* [PROBLEM DETAILS]:
Please rewrite the items, starting with the first line and going on through the line with "(159, 169), (193, 182)", both included. Keep every request line and format sample as it is, but shift each answer coordinate up by 11.

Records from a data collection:
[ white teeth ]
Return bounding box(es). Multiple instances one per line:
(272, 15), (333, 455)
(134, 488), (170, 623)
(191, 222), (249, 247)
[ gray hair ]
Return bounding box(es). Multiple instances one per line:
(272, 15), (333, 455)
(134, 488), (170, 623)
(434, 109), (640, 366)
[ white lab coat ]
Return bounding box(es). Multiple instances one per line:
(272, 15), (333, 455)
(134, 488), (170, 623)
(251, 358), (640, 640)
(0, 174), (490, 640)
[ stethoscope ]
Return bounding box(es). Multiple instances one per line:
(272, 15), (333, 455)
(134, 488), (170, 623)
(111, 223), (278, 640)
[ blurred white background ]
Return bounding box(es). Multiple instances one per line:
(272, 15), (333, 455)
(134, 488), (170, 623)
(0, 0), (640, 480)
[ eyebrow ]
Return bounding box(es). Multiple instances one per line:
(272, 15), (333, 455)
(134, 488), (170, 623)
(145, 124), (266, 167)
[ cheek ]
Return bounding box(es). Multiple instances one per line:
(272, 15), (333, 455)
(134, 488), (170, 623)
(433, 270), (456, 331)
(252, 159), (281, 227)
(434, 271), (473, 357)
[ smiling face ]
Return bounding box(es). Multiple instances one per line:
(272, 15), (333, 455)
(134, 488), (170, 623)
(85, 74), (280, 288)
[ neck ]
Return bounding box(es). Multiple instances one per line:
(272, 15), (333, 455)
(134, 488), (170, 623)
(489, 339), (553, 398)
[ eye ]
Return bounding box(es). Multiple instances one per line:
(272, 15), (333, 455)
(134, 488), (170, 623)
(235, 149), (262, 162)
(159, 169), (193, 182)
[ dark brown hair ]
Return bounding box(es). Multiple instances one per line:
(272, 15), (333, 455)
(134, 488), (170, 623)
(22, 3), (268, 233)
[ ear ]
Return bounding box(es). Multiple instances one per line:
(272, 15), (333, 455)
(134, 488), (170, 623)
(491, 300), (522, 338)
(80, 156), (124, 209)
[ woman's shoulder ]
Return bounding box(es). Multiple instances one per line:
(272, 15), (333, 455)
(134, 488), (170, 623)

* [SOLUTION TO THIS TASK]:
[ white teeth ]
Return bounding box(es). Multiple instances one per line:
(272, 15), (333, 455)
(134, 488), (170, 623)
(202, 233), (260, 258)
[ gray hair ]
Return bounding box(es). Multiple instances one per line:
(272, 15), (333, 455)
(134, 488), (170, 623)
(445, 120), (651, 377)
[ white lab coat ]
Return bounding box(es). Multiple instances one per line:
(272, 15), (333, 455)
(134, 488), (170, 623)
(262, 369), (651, 651)
(11, 185), (501, 651)
[ stethoscope ]
Return bounding box(es). Multiple instances one per line:
(272, 15), (333, 455)
(134, 488), (170, 623)
(122, 234), (289, 651)
[ blurred white background ]
Return bounding box(es). Multiple instances one per line:
(272, 15), (333, 455)
(134, 488), (170, 623)
(11, 11), (651, 491)
[ eyebrow ]
Return bounding box(es). Multiple instances one per line:
(272, 15), (333, 455)
(134, 488), (170, 623)
(156, 135), (277, 178)
[ cheek ]
Return bounding box(es). Multiple instances one per line:
(272, 15), (333, 455)
(134, 488), (170, 623)
(444, 281), (467, 342)
(263, 170), (292, 238)
(445, 282), (484, 368)
[ smiling face ]
Return bounding box(es). Multiple instances one per line:
(272, 15), (333, 455)
(134, 488), (170, 623)
(96, 85), (291, 299)
[ neck ]
Return bounding box(es). Multiple instances one per line:
(272, 15), (333, 455)
(134, 488), (170, 623)
(500, 350), (564, 409)
[ eye ]
Return bounding box(es). Multiple instances one per line:
(272, 15), (333, 455)
(134, 488), (170, 623)
(246, 160), (273, 173)
(170, 180), (204, 193)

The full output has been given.